The Economist: What other companies can learn from Apple, California’s master of innovation

“For a company that looked doomed a decade ago, it has been quite a comeback. Today Apple is literally an iconic company. Look at your iPod: the company name appears only in the small print. Some of the power of its brand comes from the extraordinary story of a computer company rescued from near-collapse by its co-founder, Steve Jobs, who returned to Apple in 1997 after years of exile, reinvented it as a consumer-electronics firm and is now taking it into the billion-unit-a-year mobile-phone industry (see article). But mostly Apple’s zest comes from its reputation for inventiveness. In polls of the world’s most innovative firms it consistently ranks first. From its first computer in 1977 to the mouse-driven Macintosh in 1984, the iPod music-player in 2001 and now the iPhone, which goes on sale in America this month, Apple has prospered by keeping just ahead of the times,” The Economist reports.

Apple “inspires an almost religious fervour among its customers. That is no doubt helped by the fact that its corporate biography is so closely bound up with the mercurial Mr Jobs, a rare showman in his industry. Yet for all its flaws and quirks, Apple has at least four important wider lessons to teach other companies,” The Economist reports.

=== Task item A ===
In the Apple article, what year did Steve Jobs return to Apple?
=== Task item B ===
Write the next part of the Apple article, following on from its final sentence.

=== Given entries ===
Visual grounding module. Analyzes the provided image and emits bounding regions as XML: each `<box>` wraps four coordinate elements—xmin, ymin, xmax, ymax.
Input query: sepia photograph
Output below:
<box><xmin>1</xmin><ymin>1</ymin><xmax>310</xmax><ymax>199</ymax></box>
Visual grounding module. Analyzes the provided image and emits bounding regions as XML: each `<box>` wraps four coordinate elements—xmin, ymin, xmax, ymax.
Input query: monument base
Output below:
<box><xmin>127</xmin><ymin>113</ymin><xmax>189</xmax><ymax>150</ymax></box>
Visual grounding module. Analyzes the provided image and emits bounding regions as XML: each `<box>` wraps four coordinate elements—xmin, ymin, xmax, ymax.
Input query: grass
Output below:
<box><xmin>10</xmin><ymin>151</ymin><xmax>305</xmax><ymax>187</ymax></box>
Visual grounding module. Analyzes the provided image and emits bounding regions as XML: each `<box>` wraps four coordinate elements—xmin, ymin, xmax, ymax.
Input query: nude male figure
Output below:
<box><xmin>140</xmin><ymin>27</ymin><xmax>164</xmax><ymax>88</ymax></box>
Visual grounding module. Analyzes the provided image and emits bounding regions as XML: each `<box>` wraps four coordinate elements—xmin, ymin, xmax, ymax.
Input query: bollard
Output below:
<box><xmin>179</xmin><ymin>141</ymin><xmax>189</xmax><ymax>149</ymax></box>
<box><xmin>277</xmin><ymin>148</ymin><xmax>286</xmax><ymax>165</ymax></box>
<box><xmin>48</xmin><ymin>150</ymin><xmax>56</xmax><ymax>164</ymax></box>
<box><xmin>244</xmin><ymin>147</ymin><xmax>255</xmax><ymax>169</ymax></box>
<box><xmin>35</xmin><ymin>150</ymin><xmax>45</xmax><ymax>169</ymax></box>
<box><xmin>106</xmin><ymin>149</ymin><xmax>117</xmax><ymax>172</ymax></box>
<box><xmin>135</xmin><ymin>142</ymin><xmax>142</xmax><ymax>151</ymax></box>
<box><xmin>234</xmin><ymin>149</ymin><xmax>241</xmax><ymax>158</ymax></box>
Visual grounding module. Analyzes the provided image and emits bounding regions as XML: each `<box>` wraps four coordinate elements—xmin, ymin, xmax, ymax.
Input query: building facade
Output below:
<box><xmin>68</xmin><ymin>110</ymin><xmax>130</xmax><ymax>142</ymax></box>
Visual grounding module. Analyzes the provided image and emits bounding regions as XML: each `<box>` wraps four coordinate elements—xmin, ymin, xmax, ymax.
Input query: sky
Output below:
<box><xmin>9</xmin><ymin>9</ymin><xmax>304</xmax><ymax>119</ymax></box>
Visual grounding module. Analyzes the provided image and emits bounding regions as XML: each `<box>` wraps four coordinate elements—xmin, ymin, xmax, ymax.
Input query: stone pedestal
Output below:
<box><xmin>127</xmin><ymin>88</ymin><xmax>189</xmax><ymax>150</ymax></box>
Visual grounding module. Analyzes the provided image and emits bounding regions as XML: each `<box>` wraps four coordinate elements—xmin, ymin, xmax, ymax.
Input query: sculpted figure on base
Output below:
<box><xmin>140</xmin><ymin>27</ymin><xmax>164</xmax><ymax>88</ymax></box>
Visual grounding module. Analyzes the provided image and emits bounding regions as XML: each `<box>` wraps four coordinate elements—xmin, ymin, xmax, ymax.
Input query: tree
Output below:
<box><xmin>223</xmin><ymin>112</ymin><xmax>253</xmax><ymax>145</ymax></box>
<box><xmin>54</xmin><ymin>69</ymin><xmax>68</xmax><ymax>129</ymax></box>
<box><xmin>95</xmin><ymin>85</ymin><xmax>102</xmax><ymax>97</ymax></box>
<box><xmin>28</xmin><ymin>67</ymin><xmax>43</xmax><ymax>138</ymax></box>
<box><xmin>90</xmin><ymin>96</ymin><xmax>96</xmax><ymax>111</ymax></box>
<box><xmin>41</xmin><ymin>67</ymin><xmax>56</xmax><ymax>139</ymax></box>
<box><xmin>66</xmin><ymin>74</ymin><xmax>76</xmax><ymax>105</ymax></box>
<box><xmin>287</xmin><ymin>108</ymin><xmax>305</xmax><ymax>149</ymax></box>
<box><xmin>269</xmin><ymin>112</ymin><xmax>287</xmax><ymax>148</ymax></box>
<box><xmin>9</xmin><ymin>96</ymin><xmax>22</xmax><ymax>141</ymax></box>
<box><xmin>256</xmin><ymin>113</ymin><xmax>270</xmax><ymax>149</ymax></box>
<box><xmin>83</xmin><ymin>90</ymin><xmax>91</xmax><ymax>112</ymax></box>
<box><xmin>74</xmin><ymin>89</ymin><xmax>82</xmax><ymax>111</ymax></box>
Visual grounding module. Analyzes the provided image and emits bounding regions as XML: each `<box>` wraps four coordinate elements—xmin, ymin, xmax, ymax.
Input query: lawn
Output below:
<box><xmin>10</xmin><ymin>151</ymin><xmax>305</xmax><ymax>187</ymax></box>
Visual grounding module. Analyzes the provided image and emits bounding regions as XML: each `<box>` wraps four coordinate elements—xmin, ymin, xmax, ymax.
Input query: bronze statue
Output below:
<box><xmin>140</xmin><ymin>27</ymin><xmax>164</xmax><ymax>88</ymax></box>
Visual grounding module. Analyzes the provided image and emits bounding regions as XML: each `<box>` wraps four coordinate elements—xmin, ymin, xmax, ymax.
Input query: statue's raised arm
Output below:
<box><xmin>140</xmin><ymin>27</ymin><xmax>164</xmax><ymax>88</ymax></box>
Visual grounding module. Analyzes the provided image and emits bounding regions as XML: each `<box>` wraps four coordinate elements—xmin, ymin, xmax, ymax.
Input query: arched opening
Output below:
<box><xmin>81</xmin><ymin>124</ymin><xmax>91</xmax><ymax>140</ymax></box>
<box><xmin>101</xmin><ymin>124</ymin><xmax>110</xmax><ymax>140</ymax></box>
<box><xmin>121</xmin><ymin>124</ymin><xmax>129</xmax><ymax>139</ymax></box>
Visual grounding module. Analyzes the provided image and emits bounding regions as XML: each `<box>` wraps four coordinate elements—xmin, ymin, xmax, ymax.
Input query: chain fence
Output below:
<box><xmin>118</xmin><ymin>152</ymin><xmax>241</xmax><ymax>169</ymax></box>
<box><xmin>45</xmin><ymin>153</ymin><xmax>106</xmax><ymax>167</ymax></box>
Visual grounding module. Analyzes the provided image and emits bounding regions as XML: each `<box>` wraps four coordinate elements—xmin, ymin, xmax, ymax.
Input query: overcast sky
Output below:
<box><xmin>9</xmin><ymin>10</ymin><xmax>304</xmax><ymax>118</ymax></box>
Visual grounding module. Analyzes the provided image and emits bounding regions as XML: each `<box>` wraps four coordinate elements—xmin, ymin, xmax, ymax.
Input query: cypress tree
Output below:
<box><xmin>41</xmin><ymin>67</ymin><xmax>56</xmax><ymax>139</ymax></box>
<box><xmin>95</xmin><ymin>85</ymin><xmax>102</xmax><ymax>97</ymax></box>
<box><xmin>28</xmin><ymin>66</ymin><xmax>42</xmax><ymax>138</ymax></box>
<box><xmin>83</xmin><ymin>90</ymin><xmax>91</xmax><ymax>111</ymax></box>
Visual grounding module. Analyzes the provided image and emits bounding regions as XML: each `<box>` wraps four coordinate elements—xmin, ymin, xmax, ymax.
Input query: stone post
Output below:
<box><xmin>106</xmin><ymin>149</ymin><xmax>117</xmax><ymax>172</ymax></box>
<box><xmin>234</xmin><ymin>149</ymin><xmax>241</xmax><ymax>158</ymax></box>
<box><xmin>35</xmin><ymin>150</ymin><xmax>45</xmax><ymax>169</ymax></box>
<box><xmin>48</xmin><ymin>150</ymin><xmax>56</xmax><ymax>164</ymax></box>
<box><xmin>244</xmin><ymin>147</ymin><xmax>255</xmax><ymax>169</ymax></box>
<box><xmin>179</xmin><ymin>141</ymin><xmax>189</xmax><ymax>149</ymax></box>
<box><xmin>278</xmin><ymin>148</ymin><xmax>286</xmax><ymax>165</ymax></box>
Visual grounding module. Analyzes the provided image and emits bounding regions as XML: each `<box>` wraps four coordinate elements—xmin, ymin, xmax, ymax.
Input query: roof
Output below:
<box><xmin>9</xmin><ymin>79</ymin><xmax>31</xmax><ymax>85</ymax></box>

=== Expected answer A ===
1997

=== Expected answer B ===
• Innovation can come from without as well as within
• Design new products around the needs of the user, not the demands of the technology
• Sometimes ignore what the market says it wants today
• Fail wisely: learn from mistakes and try again

For the moment at least it is hard to think of a large company that better epitomises the art of innovation than Apple,” The Economist reports.

Full article here.


  1. What other companies can learn from Apple, California’s master of innovation?

    Well ALOT depends on the CEO.

    Second is, smart creative people don’t like to be told what to do. But you need smart creative people to advance you and your company.

    So the conclusion is to motivate smart creative people.

    Unfortunatly most companies executives want to pigeon hole people in routine tasks so they are not a bother and not a threat to their advancement.

    Then companies like Microsoft wonder why they are so mundane and medicore, unable to lift a creative leg to piss.

  2. How do you motivate smart creative people?

    You show them a problem that your unable to solve.

    If you show them a problem your able to solve, they realize that you could have solved this and be pissed at you.

    Creative people need praise for their work regardless, even if it’s a POS. If you can’t get anything productive out of their creative approaches, you have to let them go.

    Creative people can work better under mild deadline conditions, but watch out for burnout.

  3. There is no formula for good design. It takes a strong driving force (Steve Jobs) and a talented design group (ives & Co.)

    current CEO’s or managers have zero TASTE but there are definately, no doubt, thousands of Ives out there, but they get stiffled by managers with……all together now……NO TASTE.

    Good design is filtered out bad managers.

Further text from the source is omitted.